WHAT NEEDS TO BE DONE
Rewrite each of the entries below, swapping "that would be a great help" for "it would be much appreciated" and leaving everything else unchanged.
★ ★ ★ ★
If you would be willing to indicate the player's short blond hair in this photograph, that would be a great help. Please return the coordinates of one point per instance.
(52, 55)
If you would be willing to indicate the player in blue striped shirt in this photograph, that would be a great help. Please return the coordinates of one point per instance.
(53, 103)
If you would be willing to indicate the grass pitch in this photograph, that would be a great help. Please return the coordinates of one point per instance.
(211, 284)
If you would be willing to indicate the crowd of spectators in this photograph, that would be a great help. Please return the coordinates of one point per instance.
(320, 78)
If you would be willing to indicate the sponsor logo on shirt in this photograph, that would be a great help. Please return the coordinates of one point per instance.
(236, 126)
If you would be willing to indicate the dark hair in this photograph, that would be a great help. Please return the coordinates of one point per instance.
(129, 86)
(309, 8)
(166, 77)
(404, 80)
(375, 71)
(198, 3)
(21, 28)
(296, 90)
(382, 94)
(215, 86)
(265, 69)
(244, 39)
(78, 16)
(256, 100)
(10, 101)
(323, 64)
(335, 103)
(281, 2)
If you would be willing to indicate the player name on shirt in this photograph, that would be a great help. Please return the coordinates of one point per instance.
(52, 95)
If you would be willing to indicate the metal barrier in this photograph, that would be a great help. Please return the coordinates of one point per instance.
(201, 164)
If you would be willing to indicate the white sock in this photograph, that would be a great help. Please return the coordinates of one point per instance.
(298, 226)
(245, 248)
★ ★ ★ ★
ANSWER BELOW
If you would be willing to indicate the player's short blond hair in this photograph, it would be much appreciated. Please return the coordinates of one point per instance.
(52, 55)
If you would be willing to indicate the player in blue striped shirt in this photograph, it would be much appreciated. Please return the coordinates of one point per instance.
(53, 103)
If you would be willing to indicate the grass pitch in this photograph, it would be much appreciated. Please return the coordinates of one point per instance.
(211, 284)
If you would be willing to indicate the crowd of spectators in this photograph, it would be much appreciated. Please return the coordinates of one point per instance.
(320, 78)
If you would be willing to indicate the sponsor logo on shirt in this photograph, it would be much appreciated. Please return the coordinates of one point per instance.
(236, 126)
If you would be willing to indicate the dark hair in this photograph, it would be much appreciated. Please return the coordinates of one point per instance.
(129, 86)
(309, 8)
(166, 77)
(404, 80)
(375, 71)
(198, 3)
(21, 28)
(296, 90)
(382, 94)
(215, 86)
(265, 69)
(244, 39)
(78, 16)
(256, 100)
(10, 101)
(323, 64)
(335, 103)
(281, 2)
If you would be willing to indicate the player name on shirt in this photograph, it would be much appreciated. Please return the coordinates of one point per instance.
(52, 95)
If you would be willing to indicate the metal barrier in this photograph, it would be much appreciated. Please return the coordinates of one point per instance.
(201, 164)
If you would be willing to indicate the white sock in this photograph, it would be much appreciated. Please return the coordinates of one point per instance.
(298, 226)
(245, 248)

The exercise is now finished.